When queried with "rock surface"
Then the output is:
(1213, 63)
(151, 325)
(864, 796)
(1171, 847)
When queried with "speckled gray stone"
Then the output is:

--------

DIRECTIONS FOR THIS TASK
Rewrite the data above, replacing every occurrence of "queried" with "prompted" and leaving everything else unchanged.

ANSWER FOR THIS EXERCISE
When prompted with "rock surface"
Then the output is:
(1213, 63)
(151, 325)
(864, 796)
(1171, 847)
When prompted with "speckled gray stone"
Then the output is:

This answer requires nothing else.